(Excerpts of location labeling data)
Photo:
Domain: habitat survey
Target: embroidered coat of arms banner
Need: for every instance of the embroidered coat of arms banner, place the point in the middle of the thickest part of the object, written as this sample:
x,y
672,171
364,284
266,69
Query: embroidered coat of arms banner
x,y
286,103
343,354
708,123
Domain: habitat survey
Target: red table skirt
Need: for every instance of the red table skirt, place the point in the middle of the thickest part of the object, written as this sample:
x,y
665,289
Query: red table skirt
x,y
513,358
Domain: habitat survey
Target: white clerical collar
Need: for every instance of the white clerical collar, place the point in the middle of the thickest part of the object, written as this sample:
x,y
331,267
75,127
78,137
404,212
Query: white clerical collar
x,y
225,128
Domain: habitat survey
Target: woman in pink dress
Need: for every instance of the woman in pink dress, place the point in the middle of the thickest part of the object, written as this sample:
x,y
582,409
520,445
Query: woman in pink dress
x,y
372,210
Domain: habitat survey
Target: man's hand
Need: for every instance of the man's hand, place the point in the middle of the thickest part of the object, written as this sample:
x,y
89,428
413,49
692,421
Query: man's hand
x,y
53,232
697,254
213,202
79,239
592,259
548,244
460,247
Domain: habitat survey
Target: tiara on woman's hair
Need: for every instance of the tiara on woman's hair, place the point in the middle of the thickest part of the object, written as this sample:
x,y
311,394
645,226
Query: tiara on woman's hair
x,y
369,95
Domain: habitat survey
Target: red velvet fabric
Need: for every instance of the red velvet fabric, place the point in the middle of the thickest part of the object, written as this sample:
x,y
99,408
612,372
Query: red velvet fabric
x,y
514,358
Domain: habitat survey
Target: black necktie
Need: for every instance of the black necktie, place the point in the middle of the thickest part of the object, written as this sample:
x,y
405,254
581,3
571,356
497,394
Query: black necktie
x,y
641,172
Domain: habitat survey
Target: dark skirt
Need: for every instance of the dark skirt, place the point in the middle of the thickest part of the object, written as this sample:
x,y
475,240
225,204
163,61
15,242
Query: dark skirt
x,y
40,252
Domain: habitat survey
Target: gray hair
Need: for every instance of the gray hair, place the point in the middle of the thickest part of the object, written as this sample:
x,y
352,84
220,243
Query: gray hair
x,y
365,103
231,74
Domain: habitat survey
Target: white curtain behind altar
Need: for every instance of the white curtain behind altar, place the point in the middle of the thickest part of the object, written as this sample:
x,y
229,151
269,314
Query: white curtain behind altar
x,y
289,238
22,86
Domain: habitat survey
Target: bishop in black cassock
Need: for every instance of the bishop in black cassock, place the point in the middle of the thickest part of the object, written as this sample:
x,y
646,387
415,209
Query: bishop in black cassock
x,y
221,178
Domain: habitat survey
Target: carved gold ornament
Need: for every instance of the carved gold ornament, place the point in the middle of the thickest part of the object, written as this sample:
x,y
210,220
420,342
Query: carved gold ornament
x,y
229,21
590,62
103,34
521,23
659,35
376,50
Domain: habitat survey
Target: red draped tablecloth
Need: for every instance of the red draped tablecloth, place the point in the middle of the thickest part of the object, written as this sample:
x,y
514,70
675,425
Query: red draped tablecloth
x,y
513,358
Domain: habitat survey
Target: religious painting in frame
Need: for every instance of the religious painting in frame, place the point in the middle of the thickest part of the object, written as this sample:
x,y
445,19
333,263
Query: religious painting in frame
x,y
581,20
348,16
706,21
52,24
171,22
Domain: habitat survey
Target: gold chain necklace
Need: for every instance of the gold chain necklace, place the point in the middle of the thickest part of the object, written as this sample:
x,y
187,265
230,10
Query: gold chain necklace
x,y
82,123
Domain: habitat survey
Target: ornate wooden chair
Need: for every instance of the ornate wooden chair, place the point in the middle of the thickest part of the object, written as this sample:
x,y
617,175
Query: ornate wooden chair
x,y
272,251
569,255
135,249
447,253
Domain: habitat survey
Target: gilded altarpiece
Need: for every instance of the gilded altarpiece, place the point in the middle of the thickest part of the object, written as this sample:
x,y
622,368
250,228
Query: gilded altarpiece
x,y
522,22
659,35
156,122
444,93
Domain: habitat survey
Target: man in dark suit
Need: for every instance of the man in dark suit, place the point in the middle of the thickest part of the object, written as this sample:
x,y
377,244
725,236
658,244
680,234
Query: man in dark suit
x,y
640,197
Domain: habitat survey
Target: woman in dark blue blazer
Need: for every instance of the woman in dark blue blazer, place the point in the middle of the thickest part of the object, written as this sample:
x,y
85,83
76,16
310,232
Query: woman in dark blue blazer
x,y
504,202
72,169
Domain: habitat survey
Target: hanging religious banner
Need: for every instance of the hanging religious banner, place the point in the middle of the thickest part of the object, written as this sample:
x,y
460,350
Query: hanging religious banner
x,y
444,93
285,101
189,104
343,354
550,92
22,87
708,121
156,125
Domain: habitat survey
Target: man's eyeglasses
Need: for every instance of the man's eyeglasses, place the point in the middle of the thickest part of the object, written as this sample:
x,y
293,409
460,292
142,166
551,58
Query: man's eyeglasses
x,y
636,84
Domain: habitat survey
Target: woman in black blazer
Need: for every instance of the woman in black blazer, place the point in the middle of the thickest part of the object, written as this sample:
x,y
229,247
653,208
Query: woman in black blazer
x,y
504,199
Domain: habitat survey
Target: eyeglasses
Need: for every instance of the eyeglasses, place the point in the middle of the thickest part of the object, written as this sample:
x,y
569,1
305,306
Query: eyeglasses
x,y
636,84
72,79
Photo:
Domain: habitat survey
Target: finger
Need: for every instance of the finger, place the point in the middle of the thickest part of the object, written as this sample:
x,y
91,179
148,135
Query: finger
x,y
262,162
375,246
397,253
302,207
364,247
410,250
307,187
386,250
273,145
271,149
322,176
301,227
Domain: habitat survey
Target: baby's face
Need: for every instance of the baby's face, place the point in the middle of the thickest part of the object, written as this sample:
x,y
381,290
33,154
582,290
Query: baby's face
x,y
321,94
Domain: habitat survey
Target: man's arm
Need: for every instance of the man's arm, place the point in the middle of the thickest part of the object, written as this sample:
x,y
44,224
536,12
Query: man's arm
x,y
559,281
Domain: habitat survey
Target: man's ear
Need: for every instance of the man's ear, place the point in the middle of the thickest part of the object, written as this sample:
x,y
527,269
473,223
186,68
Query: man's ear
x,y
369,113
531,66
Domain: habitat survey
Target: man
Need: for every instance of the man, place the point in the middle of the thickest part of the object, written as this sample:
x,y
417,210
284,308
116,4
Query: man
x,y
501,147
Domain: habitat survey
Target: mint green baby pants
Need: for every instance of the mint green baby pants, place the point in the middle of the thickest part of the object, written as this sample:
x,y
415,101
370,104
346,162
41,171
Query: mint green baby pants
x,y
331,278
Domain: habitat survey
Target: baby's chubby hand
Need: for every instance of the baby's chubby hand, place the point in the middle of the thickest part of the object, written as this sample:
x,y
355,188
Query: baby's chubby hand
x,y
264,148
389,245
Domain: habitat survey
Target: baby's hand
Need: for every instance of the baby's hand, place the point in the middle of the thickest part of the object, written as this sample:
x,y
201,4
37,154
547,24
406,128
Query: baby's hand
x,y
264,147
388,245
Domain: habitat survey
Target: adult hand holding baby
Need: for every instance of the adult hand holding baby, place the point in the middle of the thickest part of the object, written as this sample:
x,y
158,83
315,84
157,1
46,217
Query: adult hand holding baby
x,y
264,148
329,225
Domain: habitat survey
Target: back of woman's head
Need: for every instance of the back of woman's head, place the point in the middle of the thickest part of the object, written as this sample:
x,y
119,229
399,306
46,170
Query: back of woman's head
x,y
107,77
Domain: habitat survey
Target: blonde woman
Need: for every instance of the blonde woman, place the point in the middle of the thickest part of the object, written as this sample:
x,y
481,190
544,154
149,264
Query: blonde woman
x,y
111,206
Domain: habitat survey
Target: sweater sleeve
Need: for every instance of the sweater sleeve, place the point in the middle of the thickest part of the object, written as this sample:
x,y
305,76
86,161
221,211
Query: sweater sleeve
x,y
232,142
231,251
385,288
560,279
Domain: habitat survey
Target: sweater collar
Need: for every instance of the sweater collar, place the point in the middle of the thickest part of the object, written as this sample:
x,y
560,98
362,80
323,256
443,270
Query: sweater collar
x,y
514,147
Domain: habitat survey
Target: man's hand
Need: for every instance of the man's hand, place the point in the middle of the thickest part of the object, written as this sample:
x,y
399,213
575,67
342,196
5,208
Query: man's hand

# Given task
Return every line of the data above that contains the string "curtain", treating case as significant.

# Written answer
Target: white curtain behind altar
Need: for every instance of the white curtain behind altar, place the point in the middle of the thickest part of the object, written as this sample:
Query: white curtain behind altar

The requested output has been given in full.